#### Task goal
Pictures are not part of the copy; repeat everything else in the records exactly.

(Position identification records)
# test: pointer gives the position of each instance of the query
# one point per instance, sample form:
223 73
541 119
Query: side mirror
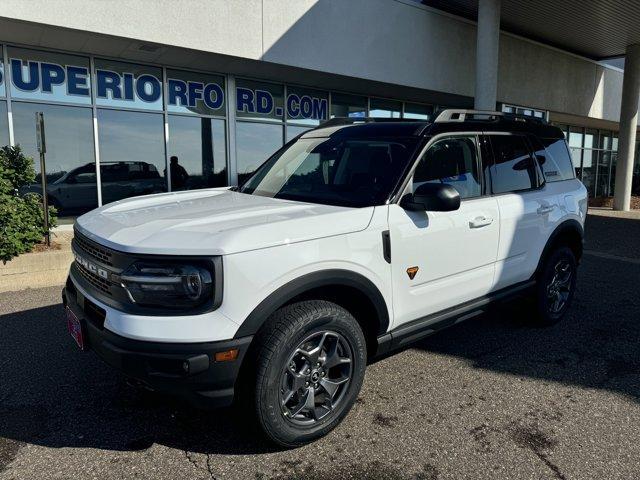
434 197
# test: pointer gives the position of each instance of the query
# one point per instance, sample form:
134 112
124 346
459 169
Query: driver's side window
454 161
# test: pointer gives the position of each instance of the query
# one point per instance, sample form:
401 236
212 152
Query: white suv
356 238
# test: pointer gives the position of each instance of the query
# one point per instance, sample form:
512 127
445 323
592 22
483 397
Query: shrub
21 215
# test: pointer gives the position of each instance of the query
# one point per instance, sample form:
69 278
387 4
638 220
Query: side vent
386 246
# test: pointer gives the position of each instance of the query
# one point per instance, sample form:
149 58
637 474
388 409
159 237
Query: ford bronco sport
354 239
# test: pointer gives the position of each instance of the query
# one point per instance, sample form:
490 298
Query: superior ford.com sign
138 89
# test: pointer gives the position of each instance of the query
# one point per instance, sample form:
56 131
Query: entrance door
454 252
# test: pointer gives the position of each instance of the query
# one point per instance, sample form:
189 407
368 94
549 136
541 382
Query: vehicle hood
214 222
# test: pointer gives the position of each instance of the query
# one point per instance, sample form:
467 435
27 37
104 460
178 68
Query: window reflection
4 124
348 105
383 108
255 142
70 160
197 151
418 111
132 160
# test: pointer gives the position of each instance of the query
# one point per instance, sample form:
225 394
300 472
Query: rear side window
553 157
453 161
514 168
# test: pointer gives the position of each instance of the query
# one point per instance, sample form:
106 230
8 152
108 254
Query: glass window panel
514 169
343 105
255 143
380 107
3 91
293 131
4 124
48 76
452 161
259 100
122 84
191 92
197 153
307 106
418 111
70 157
132 160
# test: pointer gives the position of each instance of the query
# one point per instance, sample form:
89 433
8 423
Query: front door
443 259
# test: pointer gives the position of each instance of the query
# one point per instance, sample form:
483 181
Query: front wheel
556 286
311 363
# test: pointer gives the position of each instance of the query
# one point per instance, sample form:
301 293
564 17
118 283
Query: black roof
387 127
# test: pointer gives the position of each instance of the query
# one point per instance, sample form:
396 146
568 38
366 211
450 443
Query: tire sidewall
329 317
562 253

#### Answer to this problem
# test: pointer gives the position of each instance of the query
# one point per instance, sample form:
223 73
541 119
Query: side mirror
434 197
# test: pointer gives the position of each instance of the query
# one point per instance, sample form:
134 112
124 346
459 169
Query: driver's side window
454 161
# test: pointer gives the position of each instance of the query
# one point per instance, sample form:
401 236
212 152
Query: white suv
356 238
# test: pointer gives the position of each instance of the query
# one point per instance, sample form:
512 127
445 323
592 22
483 397
Query: shrub
21 215
# test: pointer gives the position of each instance of the query
# one point per instance, sample form:
69 278
387 4
638 220
Query: side vent
386 246
# test: pointer gives the position of each instance of the query
# one point per instance, sample form:
149 58
637 474
388 409
159 237
Query: ford bronco sport
354 239
# test: pointer gives the position of each instance of the query
# one point per instance, sample form:
490 298
Query: superior ford.com sign
138 89
# test: pointer gives the position of each instance of the query
# one point per instance, sample form:
56 131
Query: entrance door
454 252
# test: pointer gives the position of each instance of the query
# one point per instance, sample form:
189 407
368 94
549 136
541 382
Query: vehicle hood
214 222
# test: pointer gives the position of each instance of the query
# one point per instance, sample form:
467 435
27 37
104 460
178 68
Query: window reflection
4 124
348 105
383 108
255 142
70 160
197 151
418 111
132 160
# test: pointer gives the position of each instance of the query
# one point per instance, sample form:
225 394
300 472
Query: rear side window
553 157
453 161
514 168
# test: pointer gives the position of each instance of the query
# one point per instance, sample form:
106 230
8 152
108 254
Query: glass window panel
514 169
343 105
255 143
380 107
3 91
293 131
4 124
48 76
452 161
259 100
122 84
191 92
197 153
307 106
418 111
70 157
132 160
# test: pointer gives the position of each instance of the query
# one point per instance, sample form:
89 433
8 423
Query: front door
443 259
# test: pointer gives the position of each instance of the query
# one point per instance, sample form:
483 181
Query: front wheel
556 286
311 363
# test: pointer gives the position of each instance of the query
# one point per instance, sample form:
301 293
564 17
118 283
Query: black roof
387 127
# test: pointer gives the position of each instance of the query
# one point per instance, sample form:
396 146
568 38
366 211
450 443
Query: tire sidewall
329 317
562 253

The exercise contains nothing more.